All that is needed is the line containing "of the standing" together with each line after it, transcribed exactly to the end of the records.

Records supplied below:

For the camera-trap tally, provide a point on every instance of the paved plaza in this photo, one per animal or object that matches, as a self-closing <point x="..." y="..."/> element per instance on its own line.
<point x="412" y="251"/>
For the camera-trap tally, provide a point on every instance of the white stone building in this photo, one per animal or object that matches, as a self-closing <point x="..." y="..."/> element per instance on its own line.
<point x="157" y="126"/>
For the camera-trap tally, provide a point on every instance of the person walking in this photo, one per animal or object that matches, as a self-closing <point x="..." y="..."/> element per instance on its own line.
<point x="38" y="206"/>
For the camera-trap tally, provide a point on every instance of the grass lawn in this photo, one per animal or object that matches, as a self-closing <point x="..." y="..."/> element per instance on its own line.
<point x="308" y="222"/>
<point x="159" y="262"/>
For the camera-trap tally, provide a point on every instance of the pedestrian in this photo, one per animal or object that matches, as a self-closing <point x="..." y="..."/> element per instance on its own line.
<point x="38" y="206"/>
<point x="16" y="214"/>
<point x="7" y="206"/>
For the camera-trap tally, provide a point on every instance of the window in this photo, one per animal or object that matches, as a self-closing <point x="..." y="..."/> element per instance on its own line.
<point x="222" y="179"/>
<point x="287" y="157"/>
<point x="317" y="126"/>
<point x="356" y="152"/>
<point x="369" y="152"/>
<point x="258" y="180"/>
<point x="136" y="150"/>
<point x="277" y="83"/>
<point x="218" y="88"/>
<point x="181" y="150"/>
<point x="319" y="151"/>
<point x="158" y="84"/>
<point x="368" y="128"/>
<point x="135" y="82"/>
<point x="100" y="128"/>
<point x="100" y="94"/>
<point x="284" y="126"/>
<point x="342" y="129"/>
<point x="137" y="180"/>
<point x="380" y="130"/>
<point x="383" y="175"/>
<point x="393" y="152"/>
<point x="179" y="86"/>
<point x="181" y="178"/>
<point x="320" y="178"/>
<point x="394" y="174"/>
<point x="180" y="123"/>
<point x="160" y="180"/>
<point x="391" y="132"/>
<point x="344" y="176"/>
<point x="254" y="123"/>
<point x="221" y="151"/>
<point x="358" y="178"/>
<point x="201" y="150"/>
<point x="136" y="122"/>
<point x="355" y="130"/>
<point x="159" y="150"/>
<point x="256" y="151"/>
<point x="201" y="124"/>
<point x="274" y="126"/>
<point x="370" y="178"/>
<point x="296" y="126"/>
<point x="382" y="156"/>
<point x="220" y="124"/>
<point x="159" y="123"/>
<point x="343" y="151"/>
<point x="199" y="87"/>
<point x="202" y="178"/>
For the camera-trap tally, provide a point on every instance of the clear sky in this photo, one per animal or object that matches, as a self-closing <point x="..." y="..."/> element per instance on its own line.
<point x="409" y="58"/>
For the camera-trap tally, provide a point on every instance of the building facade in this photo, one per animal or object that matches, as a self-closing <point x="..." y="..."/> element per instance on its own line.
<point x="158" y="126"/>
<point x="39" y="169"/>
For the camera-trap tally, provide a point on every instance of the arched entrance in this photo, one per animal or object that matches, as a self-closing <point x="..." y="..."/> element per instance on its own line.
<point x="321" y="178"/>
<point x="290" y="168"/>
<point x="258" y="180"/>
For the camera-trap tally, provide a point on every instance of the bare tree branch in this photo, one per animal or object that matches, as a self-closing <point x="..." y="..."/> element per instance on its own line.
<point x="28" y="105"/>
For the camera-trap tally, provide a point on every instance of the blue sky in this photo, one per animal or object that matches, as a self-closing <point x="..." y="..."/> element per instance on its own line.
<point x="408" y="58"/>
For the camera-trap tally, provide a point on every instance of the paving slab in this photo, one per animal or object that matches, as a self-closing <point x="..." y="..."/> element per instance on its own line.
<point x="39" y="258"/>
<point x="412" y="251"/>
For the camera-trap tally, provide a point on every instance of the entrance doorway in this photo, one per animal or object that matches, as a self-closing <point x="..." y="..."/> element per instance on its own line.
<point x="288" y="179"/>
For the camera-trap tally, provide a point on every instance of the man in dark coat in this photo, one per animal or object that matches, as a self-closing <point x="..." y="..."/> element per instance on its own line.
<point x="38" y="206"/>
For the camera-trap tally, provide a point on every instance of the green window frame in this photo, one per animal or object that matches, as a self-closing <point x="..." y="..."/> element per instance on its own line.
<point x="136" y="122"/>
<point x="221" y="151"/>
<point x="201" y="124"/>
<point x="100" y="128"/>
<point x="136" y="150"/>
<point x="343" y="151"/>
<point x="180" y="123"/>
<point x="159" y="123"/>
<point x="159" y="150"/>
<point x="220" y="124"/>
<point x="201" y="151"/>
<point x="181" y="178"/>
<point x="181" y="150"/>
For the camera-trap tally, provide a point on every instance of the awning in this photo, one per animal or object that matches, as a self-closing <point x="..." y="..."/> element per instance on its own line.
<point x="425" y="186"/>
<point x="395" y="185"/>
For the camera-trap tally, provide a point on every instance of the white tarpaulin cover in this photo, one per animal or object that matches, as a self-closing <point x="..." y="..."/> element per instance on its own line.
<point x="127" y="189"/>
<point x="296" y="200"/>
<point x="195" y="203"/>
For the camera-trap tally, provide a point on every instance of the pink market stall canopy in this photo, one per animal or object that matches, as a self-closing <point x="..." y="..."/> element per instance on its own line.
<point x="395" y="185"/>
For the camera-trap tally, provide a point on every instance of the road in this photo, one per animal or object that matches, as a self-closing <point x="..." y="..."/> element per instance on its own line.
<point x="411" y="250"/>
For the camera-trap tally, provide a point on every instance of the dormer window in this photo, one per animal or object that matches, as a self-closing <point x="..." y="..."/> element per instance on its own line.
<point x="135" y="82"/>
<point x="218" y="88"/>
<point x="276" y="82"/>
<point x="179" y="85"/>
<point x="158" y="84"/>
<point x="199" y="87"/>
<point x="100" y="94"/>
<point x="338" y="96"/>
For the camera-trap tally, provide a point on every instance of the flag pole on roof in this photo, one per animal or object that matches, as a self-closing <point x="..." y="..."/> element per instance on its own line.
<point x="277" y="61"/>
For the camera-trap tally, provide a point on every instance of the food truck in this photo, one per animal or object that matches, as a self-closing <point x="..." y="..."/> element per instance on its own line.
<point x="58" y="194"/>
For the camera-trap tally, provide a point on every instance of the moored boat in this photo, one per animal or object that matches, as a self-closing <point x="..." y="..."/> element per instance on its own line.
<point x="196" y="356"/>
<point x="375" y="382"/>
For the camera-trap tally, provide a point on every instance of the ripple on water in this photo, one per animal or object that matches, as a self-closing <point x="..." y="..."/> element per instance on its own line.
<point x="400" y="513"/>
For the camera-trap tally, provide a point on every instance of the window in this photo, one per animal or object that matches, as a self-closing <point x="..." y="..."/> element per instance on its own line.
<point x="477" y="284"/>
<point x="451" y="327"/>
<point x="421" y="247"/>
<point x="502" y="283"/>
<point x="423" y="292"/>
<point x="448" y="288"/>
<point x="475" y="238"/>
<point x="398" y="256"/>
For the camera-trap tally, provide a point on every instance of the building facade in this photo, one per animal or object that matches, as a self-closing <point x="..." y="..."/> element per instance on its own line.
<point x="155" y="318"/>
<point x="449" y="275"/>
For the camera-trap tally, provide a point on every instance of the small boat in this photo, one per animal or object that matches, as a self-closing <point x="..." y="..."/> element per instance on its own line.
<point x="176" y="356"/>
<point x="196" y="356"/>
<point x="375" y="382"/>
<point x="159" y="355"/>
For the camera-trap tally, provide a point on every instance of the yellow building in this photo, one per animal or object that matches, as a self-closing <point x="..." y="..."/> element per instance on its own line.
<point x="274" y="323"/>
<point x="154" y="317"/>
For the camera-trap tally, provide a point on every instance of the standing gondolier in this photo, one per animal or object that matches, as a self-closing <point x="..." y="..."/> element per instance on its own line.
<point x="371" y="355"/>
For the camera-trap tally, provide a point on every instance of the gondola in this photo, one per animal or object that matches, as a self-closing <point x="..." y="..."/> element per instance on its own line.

End of Records supplied.

● Output of the exercise:
For the camera-trap tally, provide a point on every instance of the standing gondolier in this photo, one per animal or object that matches, as a self-closing <point x="..." y="..."/> element per instance on its own line.
<point x="371" y="355"/>
For the camera-trap tally, provide a point on every instance of the gondola in this photo, one per animal or object that matches, as a self-closing <point x="..." y="..."/> element per instance on its own line.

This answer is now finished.